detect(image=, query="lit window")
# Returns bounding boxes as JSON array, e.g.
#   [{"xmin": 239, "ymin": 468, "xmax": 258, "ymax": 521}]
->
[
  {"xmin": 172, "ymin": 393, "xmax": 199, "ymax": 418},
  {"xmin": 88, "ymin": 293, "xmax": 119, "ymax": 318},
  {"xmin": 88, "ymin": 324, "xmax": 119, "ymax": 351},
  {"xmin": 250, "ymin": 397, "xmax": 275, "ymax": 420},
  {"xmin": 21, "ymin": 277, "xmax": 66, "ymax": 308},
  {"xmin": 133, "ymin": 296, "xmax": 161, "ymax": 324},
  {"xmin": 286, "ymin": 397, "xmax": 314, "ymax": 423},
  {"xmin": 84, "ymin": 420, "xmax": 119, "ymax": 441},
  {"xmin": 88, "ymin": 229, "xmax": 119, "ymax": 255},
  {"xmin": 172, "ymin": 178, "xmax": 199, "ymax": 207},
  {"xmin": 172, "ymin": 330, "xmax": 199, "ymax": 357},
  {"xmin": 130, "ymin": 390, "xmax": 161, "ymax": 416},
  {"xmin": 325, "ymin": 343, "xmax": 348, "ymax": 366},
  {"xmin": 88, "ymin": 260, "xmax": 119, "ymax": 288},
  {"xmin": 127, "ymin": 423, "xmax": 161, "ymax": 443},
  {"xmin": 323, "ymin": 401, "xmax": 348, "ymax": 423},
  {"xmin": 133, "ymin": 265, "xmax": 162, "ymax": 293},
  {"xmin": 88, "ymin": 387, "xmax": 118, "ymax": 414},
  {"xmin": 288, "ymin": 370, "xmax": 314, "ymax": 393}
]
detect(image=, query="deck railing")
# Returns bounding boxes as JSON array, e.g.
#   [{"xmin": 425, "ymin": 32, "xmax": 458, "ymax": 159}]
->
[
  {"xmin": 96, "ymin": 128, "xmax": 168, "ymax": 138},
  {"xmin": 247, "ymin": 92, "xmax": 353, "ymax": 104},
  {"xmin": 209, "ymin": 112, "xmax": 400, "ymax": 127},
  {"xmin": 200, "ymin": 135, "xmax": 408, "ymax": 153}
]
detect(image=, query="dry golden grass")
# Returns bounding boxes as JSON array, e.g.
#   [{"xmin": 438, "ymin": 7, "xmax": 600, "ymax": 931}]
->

____________________

▶ Task instructions:
Report each line of the records that contains the string "detect", copying every such line in full. Only matches with the same capitalization count.

▶ In response:
detect(image=, query="lit window")
detect(image=, query="deck railing")
detect(image=, query="dry golden grass")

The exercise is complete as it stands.